• _Work instructions_
Rewrite the records below, replacing every occurrence of "one pin per instance" with "one point per instance" and leaving everything else unchanged.

• _Coordinate annotation records_
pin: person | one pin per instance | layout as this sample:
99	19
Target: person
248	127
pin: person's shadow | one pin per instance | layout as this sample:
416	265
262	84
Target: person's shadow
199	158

• _Solution to this exercise_
pin: person | one point per instance | layout as this sample:
99	19
Target: person
248	127
pin: person's shadow | one point per instance | layout as this sample:
416	265
262	84
Target: person's shadow
199	158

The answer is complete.